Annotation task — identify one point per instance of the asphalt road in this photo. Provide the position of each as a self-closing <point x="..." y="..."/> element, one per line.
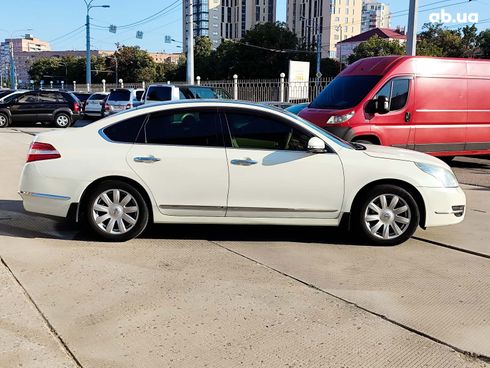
<point x="226" y="296"/>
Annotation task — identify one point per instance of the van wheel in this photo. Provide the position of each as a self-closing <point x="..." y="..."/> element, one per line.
<point x="62" y="120"/>
<point x="387" y="215"/>
<point x="4" y="120"/>
<point x="115" y="211"/>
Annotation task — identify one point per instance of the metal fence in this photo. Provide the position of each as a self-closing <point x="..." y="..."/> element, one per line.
<point x="256" y="90"/>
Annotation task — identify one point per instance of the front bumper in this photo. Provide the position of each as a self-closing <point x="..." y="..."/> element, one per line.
<point x="444" y="206"/>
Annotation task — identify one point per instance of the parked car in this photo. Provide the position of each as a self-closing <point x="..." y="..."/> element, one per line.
<point x="232" y="163"/>
<point x="10" y="95"/>
<point x="61" y="108"/>
<point x="82" y="97"/>
<point x="169" y="92"/>
<point x="295" y="109"/>
<point x="139" y="93"/>
<point x="432" y="105"/>
<point x="5" y="92"/>
<point x="93" y="105"/>
<point x="120" y="99"/>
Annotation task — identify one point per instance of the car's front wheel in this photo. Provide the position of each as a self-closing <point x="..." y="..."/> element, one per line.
<point x="62" y="120"/>
<point x="116" y="211"/>
<point x="387" y="215"/>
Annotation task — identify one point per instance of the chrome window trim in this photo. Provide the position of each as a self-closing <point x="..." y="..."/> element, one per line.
<point x="44" y="195"/>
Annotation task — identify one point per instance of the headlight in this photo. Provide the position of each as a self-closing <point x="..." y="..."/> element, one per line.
<point x="446" y="177"/>
<point x="340" y="119"/>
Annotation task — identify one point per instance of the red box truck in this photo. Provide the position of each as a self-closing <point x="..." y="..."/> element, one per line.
<point x="440" y="106"/>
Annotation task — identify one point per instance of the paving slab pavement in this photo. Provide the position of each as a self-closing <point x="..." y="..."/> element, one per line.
<point x="187" y="303"/>
<point x="473" y="234"/>
<point x="440" y="292"/>
<point x="25" y="339"/>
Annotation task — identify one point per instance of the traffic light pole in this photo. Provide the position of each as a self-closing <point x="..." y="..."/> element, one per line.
<point x="190" y="43"/>
<point x="412" y="28"/>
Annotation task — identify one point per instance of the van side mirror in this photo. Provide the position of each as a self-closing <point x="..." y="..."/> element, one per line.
<point x="382" y="105"/>
<point x="316" y="145"/>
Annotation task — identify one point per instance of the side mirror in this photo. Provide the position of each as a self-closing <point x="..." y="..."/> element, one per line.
<point x="382" y="105"/>
<point x="316" y="145"/>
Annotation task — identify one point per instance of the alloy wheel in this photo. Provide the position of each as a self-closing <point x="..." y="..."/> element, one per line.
<point x="62" y="120"/>
<point x="387" y="216"/>
<point x="115" y="211"/>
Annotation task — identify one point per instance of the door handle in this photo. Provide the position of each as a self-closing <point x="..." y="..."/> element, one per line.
<point x="146" y="159"/>
<point x="407" y="117"/>
<point x="245" y="162"/>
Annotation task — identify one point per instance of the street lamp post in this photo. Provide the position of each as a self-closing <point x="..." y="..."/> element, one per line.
<point x="339" y="28"/>
<point x="88" y="74"/>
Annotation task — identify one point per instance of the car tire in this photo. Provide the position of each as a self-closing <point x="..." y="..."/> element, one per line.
<point x="62" y="120"/>
<point x="116" y="211"/>
<point x="4" y="120"/>
<point x="386" y="215"/>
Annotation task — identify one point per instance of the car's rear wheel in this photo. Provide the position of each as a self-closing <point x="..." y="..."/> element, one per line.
<point x="387" y="215"/>
<point x="116" y="211"/>
<point x="62" y="120"/>
<point x="4" y="120"/>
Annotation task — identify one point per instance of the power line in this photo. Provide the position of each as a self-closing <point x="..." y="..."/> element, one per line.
<point x="67" y="34"/>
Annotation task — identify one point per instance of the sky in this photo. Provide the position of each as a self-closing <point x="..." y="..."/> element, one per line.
<point x="61" y="22"/>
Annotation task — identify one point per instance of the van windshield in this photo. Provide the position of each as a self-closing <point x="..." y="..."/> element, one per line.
<point x="345" y="92"/>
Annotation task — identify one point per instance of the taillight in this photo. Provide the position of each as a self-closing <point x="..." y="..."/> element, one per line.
<point x="42" y="151"/>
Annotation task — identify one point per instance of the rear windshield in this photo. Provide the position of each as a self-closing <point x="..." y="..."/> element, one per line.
<point x="159" y="94"/>
<point x="97" y="96"/>
<point x="345" y="92"/>
<point x="120" y="95"/>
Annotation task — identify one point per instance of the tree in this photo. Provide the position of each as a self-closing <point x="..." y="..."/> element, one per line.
<point x="134" y="64"/>
<point x="376" y="46"/>
<point x="484" y="43"/>
<point x="436" y="40"/>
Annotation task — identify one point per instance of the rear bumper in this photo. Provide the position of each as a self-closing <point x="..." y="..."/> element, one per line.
<point x="444" y="206"/>
<point x="45" y="194"/>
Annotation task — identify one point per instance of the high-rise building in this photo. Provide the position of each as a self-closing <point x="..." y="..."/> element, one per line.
<point x="27" y="44"/>
<point x="227" y="19"/>
<point x="374" y="15"/>
<point x="333" y="20"/>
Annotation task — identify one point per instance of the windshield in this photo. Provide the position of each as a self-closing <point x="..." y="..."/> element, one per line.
<point x="159" y="94"/>
<point x="345" y="92"/>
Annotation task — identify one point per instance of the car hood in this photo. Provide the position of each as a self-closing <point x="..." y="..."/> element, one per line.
<point x="393" y="153"/>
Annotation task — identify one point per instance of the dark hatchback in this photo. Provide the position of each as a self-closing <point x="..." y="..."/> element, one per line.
<point x="60" y="108"/>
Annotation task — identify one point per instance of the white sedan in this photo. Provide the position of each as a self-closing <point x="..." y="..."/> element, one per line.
<point x="232" y="163"/>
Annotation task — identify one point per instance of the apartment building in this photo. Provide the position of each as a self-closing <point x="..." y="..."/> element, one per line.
<point x="227" y="19"/>
<point x="332" y="20"/>
<point x="374" y="15"/>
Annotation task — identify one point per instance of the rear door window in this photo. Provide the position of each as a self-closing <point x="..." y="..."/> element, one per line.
<point x="159" y="94"/>
<point x="97" y="97"/>
<point x="186" y="127"/>
<point x="28" y="98"/>
<point x="125" y="131"/>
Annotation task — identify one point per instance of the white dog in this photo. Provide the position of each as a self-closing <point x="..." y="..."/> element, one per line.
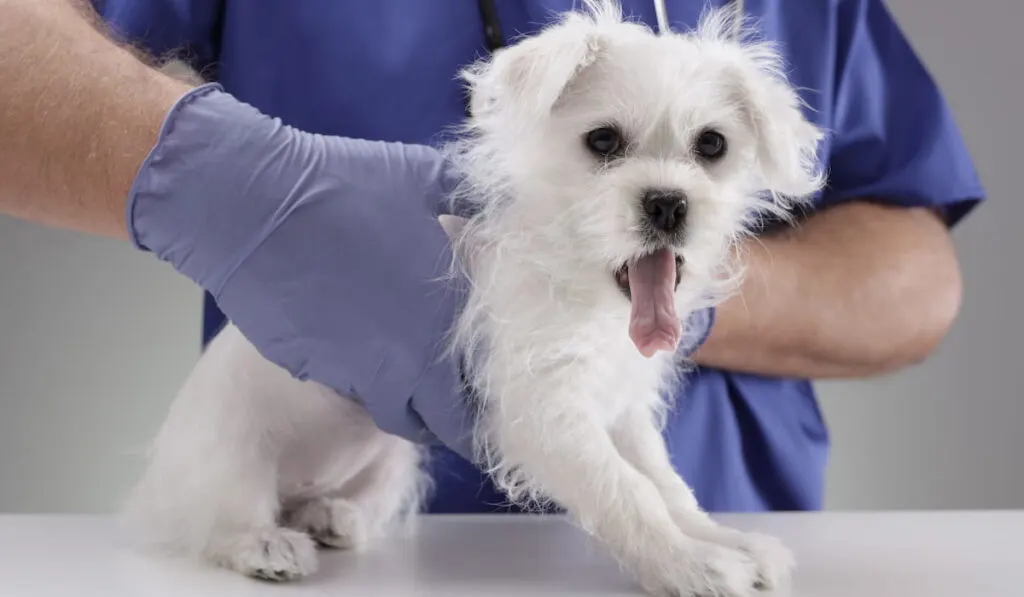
┄┄┄┄┄┄
* Task description
Count the lines in the items above that contain the string "bumper", treating uppercase and lowercase as different. Give only the number.

* Written reply
2